Selection>
A picture of a girl with a dog in the grass taken by David Pullar.

David Pullar: Scotland’s Traveller legacy

SLS UKInterview

Wee Bessie by David Pullar (2019)

“Let me tell you a little story…” is the way author David Pullar starts many of his answers.

Horticulturalist David Pullar, 34, is keeping his family’s storytelling legacy alive both as chair of the Heart Of The Travellers’ charity, set up to celebrate Traveller heritage and culture in Scotland and for his book Wee Bessie charting his Great Granny’s life as a Traveller in the 1930s – still the only children’s picture book dedicated to Scottish Travellers. Published in 2019 Wee Bessie is stocked in every library in Scotland. Interview by Nicola Baird.

Q: Your great grandmother Betsy Whyte is the inspiration for your book Wee Bessie. When did you discover her legacy as a storyteller?

I was probably around 12 and all the family were together at my grandparents. I remember my uncle sitting in the chair singing The Yellow on the Broom, in which sadly the neighbouring town of Brechin was the butt of many jokes by people from Montrose. To be honest I thought it was a joke song, but then I was told it was about a book my Great Granny Bessie had written. I thought wow this is something special.

Q: Wee Bessie is a picture book for 3-6-year-olds. Why did you write a book for such young children?

I wanted to tell my Great Granny’s story but in a new way and for a new audience. Children are very impressionable, so I wanted to share with them what it was like for a child around their age who was like them physically and with the same emotions, but who had a completely separate way of living and that it was OK. The goal was that children who read the book would connect with Wee Bessie and would make up their own minds about what it meant for her to be a Traveller, giving them a connection, and better understanding, which had the potential to stay with them into adulthood.

Q: How did you put the book together?

It was three o’clock in the morning, and something was telling me to get up and write the first draft of this poem. But the planning and editing took a few years. I also wanted the pictures to do most of talking, so if there was something a child couldn’t read, they could read it from the picture. I wanted something that wasn’t precise and wasn’t digital – illustrations that felt timeless so they could have been around for 50 years or more before, by somebody as Scottish as possible. I went online and came across illustrator Ruthie Redden – and it was exactly what I was looking for. I also came across a blog I’d seen years before talking about how inspired she’d been by my Great Granny’s books and how she felt a strong connection, especially on the nature side of things. It was meant to be.

Q: The story was to celebrate Bessie Whyte’s 100th birthday – why do you think it is important that it’s in every library in Scotland?

Many children have the internet now, but there are some who don’t and some parents who are choosing to limit internet access and provide books instead – so having a book in every library across Scotland widens its reach to readers. It was important for me to celebrate great granny Bessie’s 100th birthday by putting her back on the road in the form of her younger self, Wee Bessie.

Records supplied>
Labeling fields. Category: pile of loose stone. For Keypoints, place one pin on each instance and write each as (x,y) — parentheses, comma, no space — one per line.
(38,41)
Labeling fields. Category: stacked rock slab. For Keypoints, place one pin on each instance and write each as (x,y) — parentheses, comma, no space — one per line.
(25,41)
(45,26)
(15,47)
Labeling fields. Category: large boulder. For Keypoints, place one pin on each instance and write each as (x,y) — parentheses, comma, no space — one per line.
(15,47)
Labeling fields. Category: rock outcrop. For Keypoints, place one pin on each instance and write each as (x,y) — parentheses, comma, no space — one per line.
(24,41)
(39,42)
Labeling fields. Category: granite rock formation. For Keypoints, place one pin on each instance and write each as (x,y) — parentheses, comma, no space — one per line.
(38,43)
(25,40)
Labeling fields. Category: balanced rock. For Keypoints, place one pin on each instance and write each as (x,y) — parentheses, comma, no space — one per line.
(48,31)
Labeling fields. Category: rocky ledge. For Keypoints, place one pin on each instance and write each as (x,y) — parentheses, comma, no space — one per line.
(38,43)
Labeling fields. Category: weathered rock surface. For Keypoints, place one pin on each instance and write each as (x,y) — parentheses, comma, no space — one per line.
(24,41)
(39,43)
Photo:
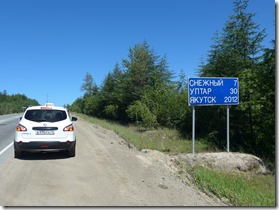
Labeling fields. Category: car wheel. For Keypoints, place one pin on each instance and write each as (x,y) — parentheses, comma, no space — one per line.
(72,152)
(18,154)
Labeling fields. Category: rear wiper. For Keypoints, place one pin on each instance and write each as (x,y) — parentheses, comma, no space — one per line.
(41,120)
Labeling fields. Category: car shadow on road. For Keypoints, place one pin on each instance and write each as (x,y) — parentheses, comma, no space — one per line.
(45,155)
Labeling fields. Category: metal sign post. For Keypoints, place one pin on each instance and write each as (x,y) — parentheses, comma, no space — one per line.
(193,131)
(228,128)
(209,91)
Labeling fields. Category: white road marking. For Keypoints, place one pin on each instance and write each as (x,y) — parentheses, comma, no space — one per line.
(7,147)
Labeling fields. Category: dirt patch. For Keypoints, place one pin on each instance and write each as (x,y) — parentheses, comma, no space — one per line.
(225,161)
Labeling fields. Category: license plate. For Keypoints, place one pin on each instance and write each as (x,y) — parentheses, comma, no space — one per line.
(45,133)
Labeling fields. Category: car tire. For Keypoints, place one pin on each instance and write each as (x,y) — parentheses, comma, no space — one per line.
(72,152)
(18,154)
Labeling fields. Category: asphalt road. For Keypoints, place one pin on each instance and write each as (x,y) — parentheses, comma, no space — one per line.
(7,131)
(105,172)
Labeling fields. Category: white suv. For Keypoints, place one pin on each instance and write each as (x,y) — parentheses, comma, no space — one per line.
(45,128)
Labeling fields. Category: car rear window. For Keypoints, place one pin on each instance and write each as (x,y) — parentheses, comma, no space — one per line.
(45,115)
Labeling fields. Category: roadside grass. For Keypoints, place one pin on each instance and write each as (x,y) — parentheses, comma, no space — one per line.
(238,189)
(163,140)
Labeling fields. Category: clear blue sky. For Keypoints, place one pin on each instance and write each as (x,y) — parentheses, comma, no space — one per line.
(47,46)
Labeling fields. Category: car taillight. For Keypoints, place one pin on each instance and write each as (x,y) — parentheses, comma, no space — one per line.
(21,128)
(69,128)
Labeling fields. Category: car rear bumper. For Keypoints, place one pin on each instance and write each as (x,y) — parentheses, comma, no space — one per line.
(44,146)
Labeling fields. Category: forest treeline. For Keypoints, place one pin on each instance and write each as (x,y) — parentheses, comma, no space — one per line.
(14,103)
(142,89)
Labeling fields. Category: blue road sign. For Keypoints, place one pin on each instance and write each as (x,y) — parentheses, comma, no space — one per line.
(208,91)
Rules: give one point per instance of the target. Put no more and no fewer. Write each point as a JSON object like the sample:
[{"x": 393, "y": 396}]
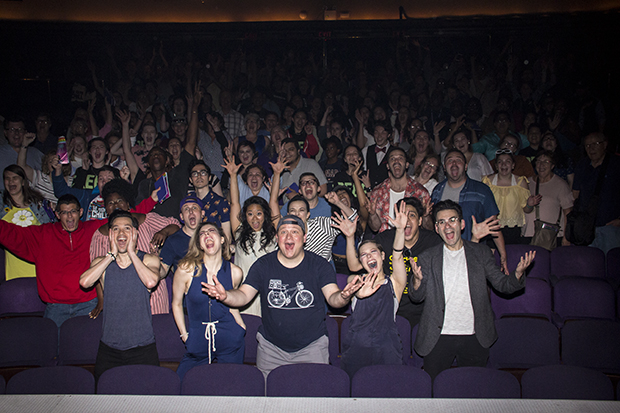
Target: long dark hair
[
  {"x": 246, "y": 233},
  {"x": 31, "y": 196}
]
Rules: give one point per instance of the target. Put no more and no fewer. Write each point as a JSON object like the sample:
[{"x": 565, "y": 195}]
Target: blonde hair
[{"x": 195, "y": 255}]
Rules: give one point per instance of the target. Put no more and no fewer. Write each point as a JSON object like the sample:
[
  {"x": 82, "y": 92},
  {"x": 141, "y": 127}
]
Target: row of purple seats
[
  {"x": 569, "y": 261},
  {"x": 320, "y": 380},
  {"x": 569, "y": 299}
]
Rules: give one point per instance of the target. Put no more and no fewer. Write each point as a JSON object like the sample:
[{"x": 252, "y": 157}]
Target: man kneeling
[{"x": 127, "y": 276}]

Task instructions>
**a.** Who illustrated Wee Bessie, according to the David Pullar interview?
**b.** Extend the David Pullar interview past its last answer.
The items have nothing to do with the David Pullar interview.

Answer list>
**a.** Ruthie Redden.

**b.**
Q: Have you been pleased by the impact of the book?

People regularly contact me to say how wonderful it is, and they tell me how the kids react, usually with concern for wee Bessie. They say they would like to be her friend and she would be welcome at their school. They think she is interesting and what better reaction is interest? They send me pictures and videos of their children and grandchildren reading it. It’s not just young people who like it, I’ve seen older people buy it just for themselves because it reminds them of a time gone by, they pick it up and hug it like it is something precious. Wee Bessie is being used as a learning resource in schools and for Traveller children, it is even being used by groups to help with adult literacy, but the sweetest thing is that elderly people in care homes have been given it too.

I recently won an Arts Culture and Heritage award from the Gypsy-Traveller community. It means a great deal to have Wee Bessie acknowledged by the Travelling community as something culturally important.

Q: Was your childhood anything like the child in Wee Bessie?

Mine was different! I didn’t travel, except for day trips in the van and the occasional overnight stay where my grandparents would take us to the places they used to camp and remember stories and people they met there. I did have ponies: three stubborn Shetlands. I suppose there are always a connection with horses if you are a Traveller. My Great Granny never saw eye-to-eye with horses, and I can kind of understand why, like her they were hard to tame.

I would often go to help my Mum and Grandparents doing field work such as daffodil and backbreaking turnip harvesting. My Grandfather was a Buckie picker, (there is a tune of that name in his memory), a traditional Traveller job which involved collecting whelks from the shore. It was a cold job with your hands and sleeves wet and often a welly boot full of water from slipping on the seaweed. It was too tough for my Granny so she would set up the fire and have the tea ready.  

I went to school full-time, but I never could focus, like Great Granny Bessie I was always dreaming of being outside. That’s why I became a gardener.

Q: June is Roma, Gypsy, Traveller History Month. How will you celebrate this in 2022 and beyond?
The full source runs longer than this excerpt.